* What is required
Retype, exactly and with both ends included, the lines below from the one containing "Review step: verify that every instance of the calm" through the end; omit the pictures.

---------- The input

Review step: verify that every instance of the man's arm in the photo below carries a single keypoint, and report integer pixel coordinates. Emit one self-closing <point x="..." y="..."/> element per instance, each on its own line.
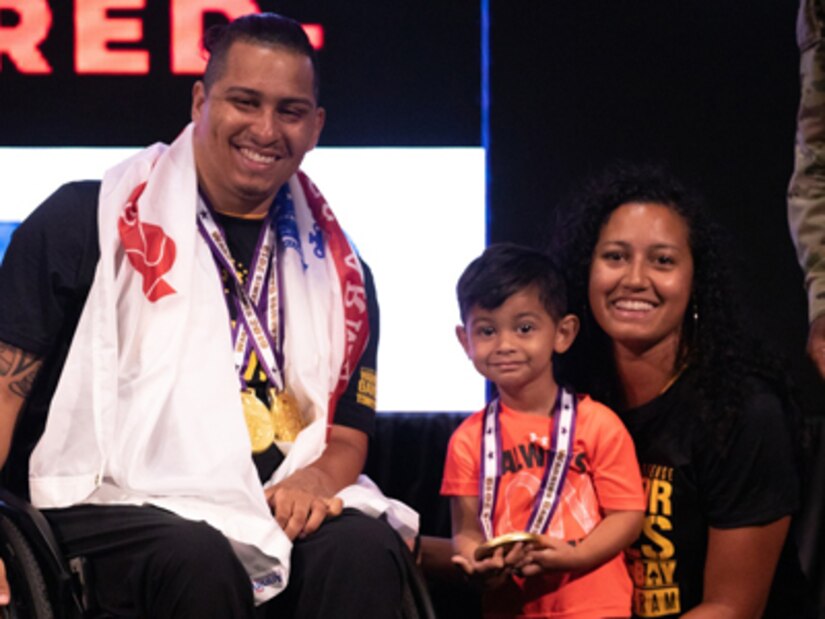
<point x="806" y="190"/>
<point x="303" y="500"/>
<point x="17" y="372"/>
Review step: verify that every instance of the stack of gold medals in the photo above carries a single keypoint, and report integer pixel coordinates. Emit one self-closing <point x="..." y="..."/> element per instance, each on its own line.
<point x="282" y="421"/>
<point x="257" y="333"/>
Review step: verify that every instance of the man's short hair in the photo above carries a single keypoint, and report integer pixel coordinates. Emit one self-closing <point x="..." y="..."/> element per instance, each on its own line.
<point x="505" y="269"/>
<point x="269" y="29"/>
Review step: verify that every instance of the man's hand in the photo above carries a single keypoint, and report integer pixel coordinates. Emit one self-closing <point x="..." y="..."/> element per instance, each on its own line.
<point x="5" y="592"/>
<point x="300" y="504"/>
<point x="816" y="343"/>
<point x="302" y="501"/>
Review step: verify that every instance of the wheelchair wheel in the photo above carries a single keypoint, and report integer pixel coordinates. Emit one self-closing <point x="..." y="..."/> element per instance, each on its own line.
<point x="29" y="595"/>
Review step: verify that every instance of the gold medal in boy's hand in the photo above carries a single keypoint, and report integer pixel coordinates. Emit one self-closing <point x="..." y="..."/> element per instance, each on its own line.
<point x="286" y="415"/>
<point x="258" y="421"/>
<point x="506" y="541"/>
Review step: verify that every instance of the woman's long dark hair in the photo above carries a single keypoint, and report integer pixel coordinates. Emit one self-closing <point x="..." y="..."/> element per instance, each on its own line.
<point x="713" y="343"/>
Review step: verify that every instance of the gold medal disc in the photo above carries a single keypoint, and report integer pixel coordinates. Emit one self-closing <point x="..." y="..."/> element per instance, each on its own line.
<point x="258" y="421"/>
<point x="286" y="415"/>
<point x="505" y="541"/>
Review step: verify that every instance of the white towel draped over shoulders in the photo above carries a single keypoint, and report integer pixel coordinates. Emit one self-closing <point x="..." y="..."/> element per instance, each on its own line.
<point x="147" y="408"/>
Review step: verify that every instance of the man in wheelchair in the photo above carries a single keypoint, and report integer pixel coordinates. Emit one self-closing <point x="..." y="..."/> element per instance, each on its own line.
<point x="144" y="318"/>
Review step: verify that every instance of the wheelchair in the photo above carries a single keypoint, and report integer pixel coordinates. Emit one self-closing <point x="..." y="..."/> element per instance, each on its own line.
<point x="44" y="585"/>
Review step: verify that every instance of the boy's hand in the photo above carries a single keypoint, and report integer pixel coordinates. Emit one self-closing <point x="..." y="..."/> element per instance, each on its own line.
<point x="493" y="571"/>
<point x="550" y="555"/>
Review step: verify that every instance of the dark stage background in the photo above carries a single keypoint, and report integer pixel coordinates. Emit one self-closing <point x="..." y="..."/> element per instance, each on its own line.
<point x="709" y="87"/>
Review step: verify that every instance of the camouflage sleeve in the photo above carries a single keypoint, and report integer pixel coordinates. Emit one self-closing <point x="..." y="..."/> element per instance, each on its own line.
<point x="806" y="191"/>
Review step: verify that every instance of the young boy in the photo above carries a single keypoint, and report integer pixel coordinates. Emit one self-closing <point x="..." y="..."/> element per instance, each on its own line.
<point x="537" y="459"/>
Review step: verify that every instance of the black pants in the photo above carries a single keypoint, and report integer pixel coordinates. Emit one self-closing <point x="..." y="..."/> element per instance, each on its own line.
<point x="145" y="562"/>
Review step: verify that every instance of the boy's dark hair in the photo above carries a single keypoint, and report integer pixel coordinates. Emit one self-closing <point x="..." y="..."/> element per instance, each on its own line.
<point x="505" y="269"/>
<point x="269" y="29"/>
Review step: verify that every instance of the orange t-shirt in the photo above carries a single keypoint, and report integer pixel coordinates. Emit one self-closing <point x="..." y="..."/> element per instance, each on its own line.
<point x="603" y="474"/>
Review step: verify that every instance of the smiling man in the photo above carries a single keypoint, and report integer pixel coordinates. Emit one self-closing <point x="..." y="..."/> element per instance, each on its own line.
<point x="187" y="363"/>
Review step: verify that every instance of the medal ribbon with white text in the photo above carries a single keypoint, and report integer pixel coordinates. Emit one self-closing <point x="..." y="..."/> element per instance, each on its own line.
<point x="563" y="423"/>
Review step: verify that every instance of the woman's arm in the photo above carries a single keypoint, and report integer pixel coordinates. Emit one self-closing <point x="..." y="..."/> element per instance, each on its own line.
<point x="739" y="570"/>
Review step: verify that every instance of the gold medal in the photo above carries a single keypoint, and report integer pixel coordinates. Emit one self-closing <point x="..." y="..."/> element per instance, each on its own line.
<point x="286" y="415"/>
<point x="258" y="421"/>
<point x="506" y="541"/>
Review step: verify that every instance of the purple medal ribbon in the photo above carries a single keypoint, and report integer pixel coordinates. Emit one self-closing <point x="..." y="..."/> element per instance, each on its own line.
<point x="563" y="421"/>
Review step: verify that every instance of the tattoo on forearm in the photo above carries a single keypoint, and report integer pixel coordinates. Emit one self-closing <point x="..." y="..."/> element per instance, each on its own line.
<point x="19" y="368"/>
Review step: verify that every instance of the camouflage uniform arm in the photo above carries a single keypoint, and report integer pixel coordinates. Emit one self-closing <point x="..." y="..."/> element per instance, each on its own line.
<point x="806" y="191"/>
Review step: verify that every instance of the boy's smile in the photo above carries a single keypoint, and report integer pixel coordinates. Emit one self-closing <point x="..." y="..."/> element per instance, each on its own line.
<point x="513" y="345"/>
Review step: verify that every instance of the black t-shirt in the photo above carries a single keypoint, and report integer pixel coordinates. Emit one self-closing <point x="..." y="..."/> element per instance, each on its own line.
<point x="691" y="485"/>
<point x="45" y="277"/>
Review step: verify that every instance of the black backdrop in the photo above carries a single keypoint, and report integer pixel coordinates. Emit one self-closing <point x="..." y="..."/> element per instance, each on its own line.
<point x="709" y="87"/>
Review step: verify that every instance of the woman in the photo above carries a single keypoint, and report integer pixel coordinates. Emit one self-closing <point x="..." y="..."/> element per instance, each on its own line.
<point x="661" y="344"/>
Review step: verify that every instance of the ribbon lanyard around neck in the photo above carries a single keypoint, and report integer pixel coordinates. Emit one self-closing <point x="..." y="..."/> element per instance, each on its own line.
<point x="257" y="303"/>
<point x="563" y="422"/>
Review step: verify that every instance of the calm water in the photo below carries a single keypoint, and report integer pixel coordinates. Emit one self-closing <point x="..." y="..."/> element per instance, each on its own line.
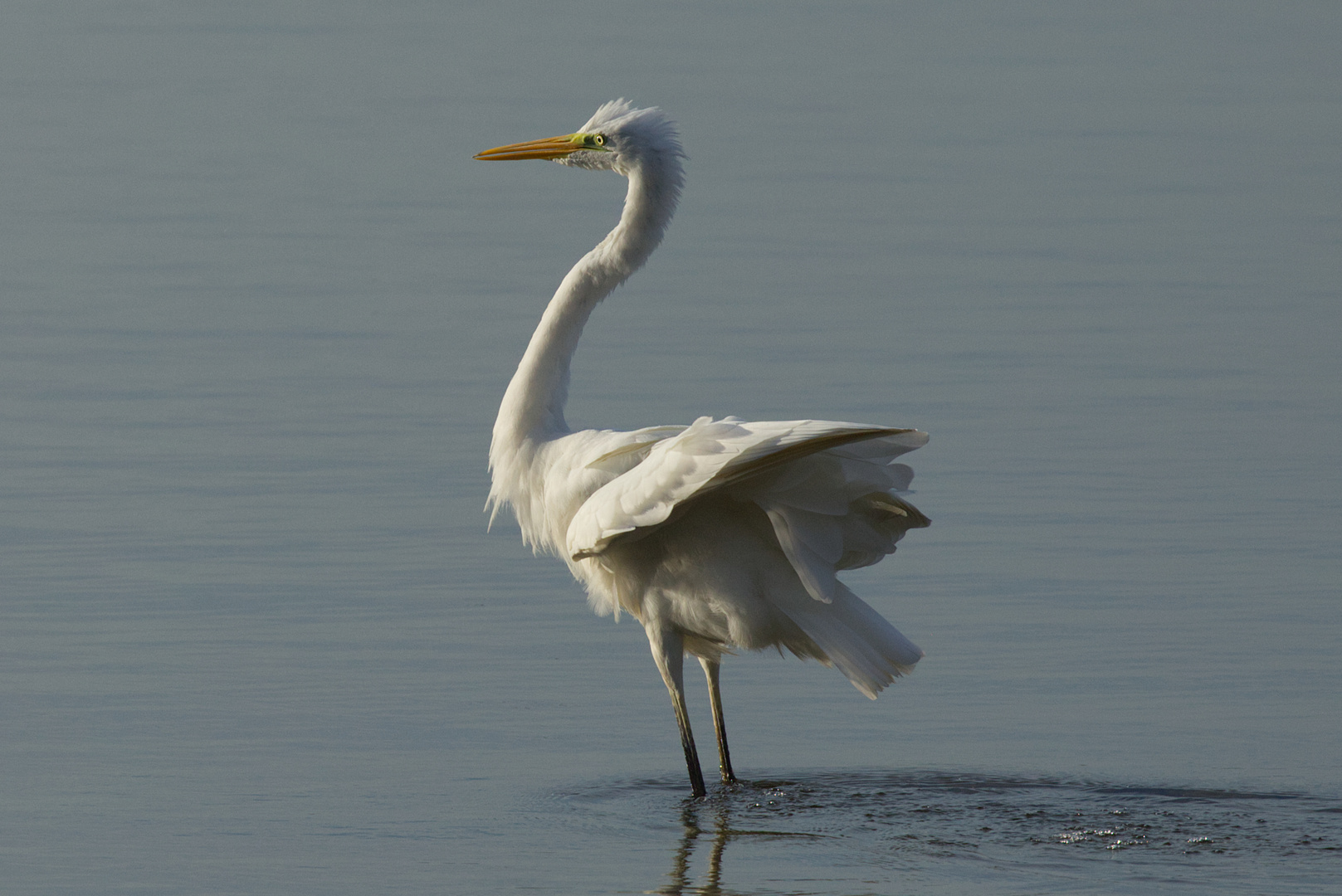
<point x="258" y="308"/>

--------------------

* Answer to this problem
Review step: verify that every instance of the calm water in the photo below carries a single keypoint, and report integer pixel coordinates. Emit one self-closing <point x="..." y="..."/> element per instance, each on its own line.
<point x="258" y="308"/>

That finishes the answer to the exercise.